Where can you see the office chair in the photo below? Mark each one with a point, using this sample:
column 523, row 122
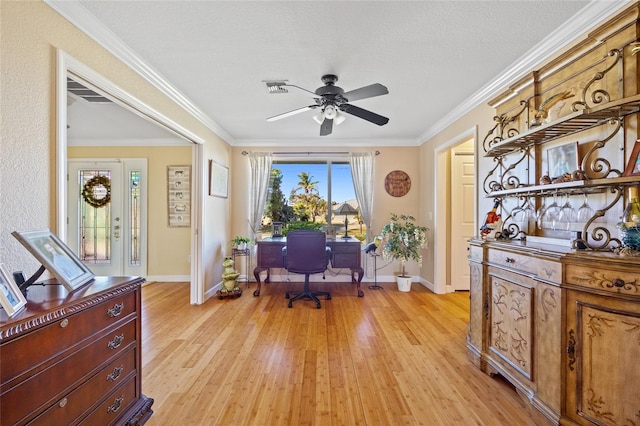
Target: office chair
column 306, row 253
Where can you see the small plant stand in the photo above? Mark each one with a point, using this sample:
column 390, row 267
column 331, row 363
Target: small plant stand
column 375, row 285
column 246, row 253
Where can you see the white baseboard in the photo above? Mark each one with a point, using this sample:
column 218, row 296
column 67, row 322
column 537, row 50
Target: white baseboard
column 212, row 291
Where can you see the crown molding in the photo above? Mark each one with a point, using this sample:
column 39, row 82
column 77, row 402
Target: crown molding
column 578, row 26
column 86, row 22
column 127, row 142
column 573, row 30
column 262, row 143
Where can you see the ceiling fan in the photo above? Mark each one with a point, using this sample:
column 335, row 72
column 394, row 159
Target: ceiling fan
column 333, row 100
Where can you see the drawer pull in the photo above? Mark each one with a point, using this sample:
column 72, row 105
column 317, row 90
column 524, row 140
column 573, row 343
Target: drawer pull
column 116, row 310
column 116, row 405
column 618, row 282
column 116, row 342
column 113, row 376
column 571, row 349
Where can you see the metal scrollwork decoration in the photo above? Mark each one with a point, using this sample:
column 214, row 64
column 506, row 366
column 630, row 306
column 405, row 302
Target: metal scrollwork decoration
column 601, row 167
column 598, row 96
column 97, row 191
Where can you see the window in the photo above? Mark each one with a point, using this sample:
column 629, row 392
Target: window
column 308, row 193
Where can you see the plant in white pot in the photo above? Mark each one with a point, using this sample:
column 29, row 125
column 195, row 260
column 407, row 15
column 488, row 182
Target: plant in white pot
column 240, row 242
column 403, row 240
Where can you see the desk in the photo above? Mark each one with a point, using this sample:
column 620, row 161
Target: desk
column 345, row 253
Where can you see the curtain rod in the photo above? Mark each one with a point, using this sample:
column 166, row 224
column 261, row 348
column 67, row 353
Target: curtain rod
column 309, row 153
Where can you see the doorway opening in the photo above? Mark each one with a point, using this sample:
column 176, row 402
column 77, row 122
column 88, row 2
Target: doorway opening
column 125, row 104
column 456, row 157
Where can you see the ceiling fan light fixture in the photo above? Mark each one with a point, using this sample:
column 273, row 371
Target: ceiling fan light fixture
column 330, row 112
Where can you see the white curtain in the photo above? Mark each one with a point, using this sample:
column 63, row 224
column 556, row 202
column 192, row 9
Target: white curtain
column 260, row 163
column 362, row 174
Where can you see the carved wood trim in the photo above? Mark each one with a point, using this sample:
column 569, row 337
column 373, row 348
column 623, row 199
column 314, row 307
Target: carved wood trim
column 20, row 327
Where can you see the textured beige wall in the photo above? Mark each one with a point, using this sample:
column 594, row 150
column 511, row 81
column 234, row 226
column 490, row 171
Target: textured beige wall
column 168, row 249
column 31, row 34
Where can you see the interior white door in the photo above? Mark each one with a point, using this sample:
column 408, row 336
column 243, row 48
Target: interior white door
column 462, row 215
column 96, row 224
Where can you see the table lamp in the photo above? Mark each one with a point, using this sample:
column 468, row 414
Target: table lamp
column 345, row 209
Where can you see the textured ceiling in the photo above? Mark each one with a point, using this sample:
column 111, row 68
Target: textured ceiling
column 432, row 55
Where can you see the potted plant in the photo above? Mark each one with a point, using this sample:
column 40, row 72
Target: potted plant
column 403, row 240
column 240, row 243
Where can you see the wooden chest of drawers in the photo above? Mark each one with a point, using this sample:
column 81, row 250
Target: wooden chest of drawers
column 72, row 358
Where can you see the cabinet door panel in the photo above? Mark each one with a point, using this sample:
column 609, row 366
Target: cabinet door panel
column 511, row 324
column 603, row 378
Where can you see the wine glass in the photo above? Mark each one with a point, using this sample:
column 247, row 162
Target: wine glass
column 540, row 213
column 585, row 212
column 517, row 213
column 551, row 212
column 529, row 210
column 567, row 215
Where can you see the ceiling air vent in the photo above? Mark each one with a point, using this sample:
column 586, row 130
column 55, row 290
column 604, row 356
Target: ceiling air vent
column 83, row 92
column 276, row 86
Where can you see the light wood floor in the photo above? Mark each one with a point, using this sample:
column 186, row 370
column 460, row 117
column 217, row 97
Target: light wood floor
column 388, row 358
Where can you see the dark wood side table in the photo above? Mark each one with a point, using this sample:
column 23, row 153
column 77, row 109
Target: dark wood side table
column 345, row 253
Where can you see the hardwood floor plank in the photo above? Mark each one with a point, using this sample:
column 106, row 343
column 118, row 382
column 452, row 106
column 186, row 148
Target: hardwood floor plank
column 389, row 358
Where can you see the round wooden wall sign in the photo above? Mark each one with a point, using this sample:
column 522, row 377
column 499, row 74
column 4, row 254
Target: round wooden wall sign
column 397, row 183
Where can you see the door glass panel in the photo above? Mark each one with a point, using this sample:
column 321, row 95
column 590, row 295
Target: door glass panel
column 95, row 216
column 134, row 213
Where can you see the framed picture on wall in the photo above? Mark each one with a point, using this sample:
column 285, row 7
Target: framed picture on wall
column 562, row 159
column 218, row 180
column 56, row 257
column 179, row 195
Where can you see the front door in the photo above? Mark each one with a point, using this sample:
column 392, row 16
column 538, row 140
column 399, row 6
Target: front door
column 106, row 225
column 95, row 215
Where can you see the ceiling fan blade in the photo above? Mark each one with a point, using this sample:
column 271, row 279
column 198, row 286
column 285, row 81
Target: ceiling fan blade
column 327, row 127
column 369, row 91
column 364, row 114
column 290, row 113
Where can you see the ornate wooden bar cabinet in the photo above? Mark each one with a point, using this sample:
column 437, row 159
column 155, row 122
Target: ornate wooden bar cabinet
column 555, row 305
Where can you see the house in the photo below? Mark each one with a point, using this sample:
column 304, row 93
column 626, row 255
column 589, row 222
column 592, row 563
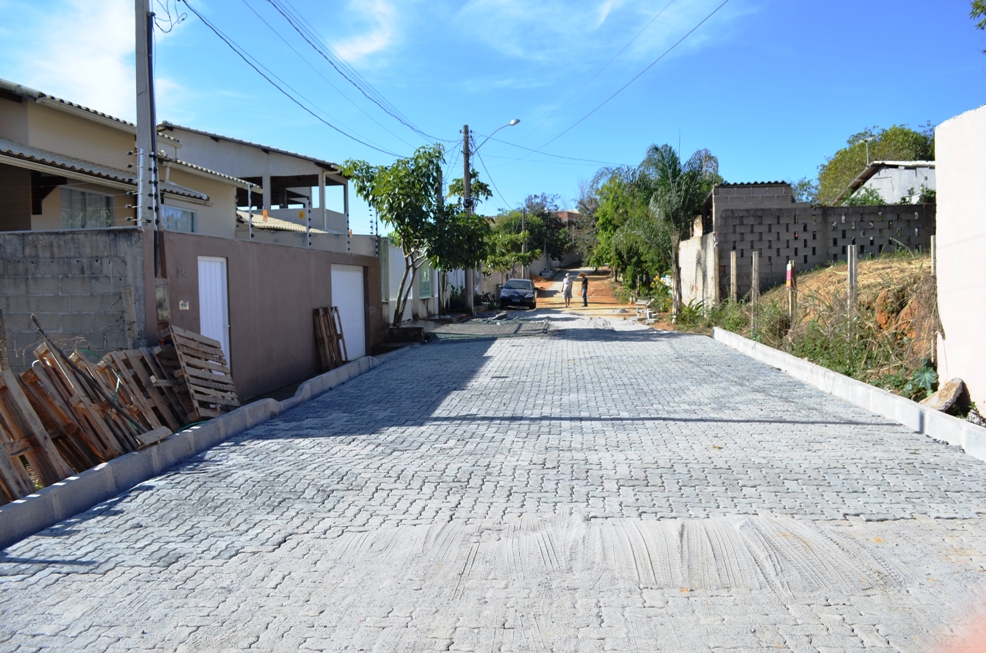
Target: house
column 763, row 217
column 74, row 255
column 960, row 149
column 896, row 182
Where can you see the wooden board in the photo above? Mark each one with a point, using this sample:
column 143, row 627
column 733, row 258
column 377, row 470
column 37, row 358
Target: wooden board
column 201, row 364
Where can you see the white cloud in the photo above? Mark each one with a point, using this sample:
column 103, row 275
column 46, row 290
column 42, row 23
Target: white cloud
column 383, row 15
column 82, row 51
column 568, row 31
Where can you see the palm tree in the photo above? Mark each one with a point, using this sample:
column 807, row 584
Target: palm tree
column 676, row 195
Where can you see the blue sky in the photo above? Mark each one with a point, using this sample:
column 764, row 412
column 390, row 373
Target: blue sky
column 771, row 87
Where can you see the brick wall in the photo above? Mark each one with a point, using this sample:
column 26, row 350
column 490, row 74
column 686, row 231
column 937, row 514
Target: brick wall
column 76, row 283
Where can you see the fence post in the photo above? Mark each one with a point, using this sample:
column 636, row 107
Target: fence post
column 733, row 287
column 792, row 291
column 754, row 290
column 851, row 260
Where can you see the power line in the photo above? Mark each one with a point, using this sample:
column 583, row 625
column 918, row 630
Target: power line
column 557, row 156
column 388, row 108
column 605, row 66
column 319, row 73
column 256, row 67
column 492, row 183
column 637, row 76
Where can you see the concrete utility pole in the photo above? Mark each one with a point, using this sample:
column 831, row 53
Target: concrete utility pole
column 470, row 289
column 147, row 123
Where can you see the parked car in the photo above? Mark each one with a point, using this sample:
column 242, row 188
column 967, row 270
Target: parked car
column 518, row 292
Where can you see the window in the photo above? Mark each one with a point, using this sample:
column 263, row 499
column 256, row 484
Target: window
column 85, row 210
column 175, row 219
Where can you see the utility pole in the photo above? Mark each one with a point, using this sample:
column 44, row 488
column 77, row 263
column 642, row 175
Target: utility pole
column 470, row 289
column 146, row 124
column 147, row 142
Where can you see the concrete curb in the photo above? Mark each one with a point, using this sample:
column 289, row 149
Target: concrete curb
column 36, row 512
column 954, row 431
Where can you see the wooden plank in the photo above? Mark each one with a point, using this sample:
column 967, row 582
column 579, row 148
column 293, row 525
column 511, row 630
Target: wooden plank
column 37, row 430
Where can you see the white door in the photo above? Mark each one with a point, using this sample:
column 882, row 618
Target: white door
column 347, row 294
column 214, row 301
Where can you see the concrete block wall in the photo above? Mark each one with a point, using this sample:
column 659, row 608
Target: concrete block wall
column 74, row 282
column 813, row 235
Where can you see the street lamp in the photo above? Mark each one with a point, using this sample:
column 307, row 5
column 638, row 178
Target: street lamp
column 470, row 289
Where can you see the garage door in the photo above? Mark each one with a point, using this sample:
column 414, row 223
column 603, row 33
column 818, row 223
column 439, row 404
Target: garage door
column 347, row 294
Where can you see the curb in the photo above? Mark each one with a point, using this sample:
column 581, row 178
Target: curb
column 34, row 513
column 934, row 424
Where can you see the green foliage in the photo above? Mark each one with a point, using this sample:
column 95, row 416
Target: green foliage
column 805, row 190
column 898, row 143
column 865, row 197
column 405, row 195
column 979, row 11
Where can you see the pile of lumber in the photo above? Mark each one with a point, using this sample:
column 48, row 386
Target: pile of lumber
column 328, row 336
column 69, row 413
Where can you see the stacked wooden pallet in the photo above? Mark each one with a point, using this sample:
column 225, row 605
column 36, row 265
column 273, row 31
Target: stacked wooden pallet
column 24, row 439
column 69, row 413
column 329, row 338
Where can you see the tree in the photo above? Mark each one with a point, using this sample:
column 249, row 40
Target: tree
column 898, row 143
column 405, row 196
column 676, row 194
column 805, row 190
column 979, row 11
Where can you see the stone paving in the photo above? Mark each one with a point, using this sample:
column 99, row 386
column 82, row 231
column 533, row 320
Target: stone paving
column 601, row 487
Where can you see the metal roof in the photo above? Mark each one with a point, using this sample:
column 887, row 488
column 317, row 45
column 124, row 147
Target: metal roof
column 51, row 100
column 321, row 162
column 71, row 164
column 198, row 168
column 875, row 167
column 273, row 224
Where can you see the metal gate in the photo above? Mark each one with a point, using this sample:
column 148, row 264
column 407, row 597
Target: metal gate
column 214, row 301
column 347, row 294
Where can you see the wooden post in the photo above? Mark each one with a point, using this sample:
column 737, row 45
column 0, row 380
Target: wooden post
column 934, row 258
column 852, row 278
column 792, row 291
column 4, row 362
column 733, row 286
column 754, row 290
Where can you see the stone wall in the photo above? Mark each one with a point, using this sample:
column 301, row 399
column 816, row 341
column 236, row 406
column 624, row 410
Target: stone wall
column 86, row 288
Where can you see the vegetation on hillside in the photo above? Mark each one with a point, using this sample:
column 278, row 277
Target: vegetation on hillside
column 886, row 341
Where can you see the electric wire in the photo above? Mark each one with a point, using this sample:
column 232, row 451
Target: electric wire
column 635, row 77
column 557, row 156
column 319, row 73
column 257, row 68
column 490, row 177
column 598, row 72
column 388, row 108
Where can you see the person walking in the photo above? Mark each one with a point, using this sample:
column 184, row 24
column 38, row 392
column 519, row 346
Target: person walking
column 566, row 289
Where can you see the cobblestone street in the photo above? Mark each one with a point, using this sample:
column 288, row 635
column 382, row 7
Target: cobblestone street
column 600, row 486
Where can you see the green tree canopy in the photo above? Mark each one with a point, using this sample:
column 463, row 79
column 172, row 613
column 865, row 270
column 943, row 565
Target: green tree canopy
column 898, row 143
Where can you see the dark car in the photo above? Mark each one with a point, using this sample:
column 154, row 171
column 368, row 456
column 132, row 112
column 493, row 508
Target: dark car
column 518, row 292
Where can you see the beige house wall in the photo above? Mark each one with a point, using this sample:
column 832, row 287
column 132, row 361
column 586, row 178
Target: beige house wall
column 960, row 153
column 218, row 216
column 59, row 131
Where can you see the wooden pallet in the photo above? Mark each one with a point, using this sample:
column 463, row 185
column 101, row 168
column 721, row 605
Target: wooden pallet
column 24, row 442
column 151, row 386
column 201, row 365
column 329, row 338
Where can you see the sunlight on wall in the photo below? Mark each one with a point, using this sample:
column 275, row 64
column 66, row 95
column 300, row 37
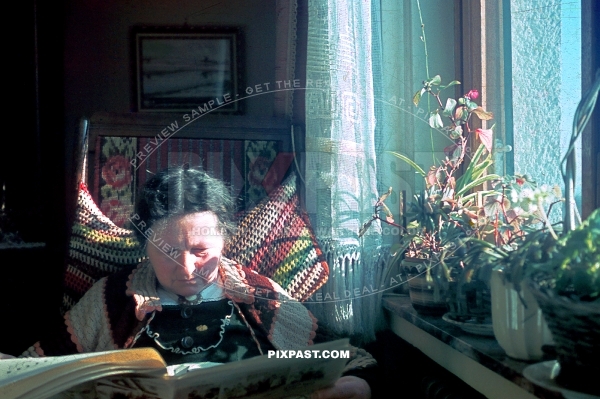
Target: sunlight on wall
column 546, row 66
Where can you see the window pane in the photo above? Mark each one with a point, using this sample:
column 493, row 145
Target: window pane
column 546, row 85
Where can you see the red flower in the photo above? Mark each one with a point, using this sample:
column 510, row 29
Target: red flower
column 117, row 171
column 472, row 94
column 485, row 135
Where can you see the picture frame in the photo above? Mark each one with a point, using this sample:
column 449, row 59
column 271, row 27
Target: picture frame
column 181, row 69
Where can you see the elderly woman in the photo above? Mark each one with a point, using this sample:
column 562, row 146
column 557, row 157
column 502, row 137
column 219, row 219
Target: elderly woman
column 187, row 300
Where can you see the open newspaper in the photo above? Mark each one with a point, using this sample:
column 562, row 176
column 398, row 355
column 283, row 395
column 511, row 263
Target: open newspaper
column 142, row 373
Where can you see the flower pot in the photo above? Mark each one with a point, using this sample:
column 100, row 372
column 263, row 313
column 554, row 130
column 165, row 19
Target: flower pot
column 426, row 289
column 517, row 320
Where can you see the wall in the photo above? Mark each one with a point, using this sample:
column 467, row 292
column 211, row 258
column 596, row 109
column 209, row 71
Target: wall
column 97, row 47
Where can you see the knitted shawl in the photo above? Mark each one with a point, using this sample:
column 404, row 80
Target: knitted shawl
column 116, row 310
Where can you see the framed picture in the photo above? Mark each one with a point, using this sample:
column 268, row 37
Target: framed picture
column 187, row 68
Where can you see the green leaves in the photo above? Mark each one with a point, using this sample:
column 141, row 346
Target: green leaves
column 450, row 104
column 435, row 120
column 453, row 83
column 417, row 96
column 483, row 114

....

**WHAT IS REQUIRED:**
Each line above from the one with "Where can you see the light" up to and including the one with "column 77, row 109" must be set down exactly, and no line outside that span may appear.

**THE ANSWER:**
Where can you see the light wood floor in the photo above? Mark each one with a point, using this sample:
column 186, row 370
column 460, row 117
column 217, row 97
Target: light wood floor
column 388, row 358
Where can you see the dark wood side table in the photo above? Mark each one with a point, using this sample:
column 23, row 153
column 77, row 109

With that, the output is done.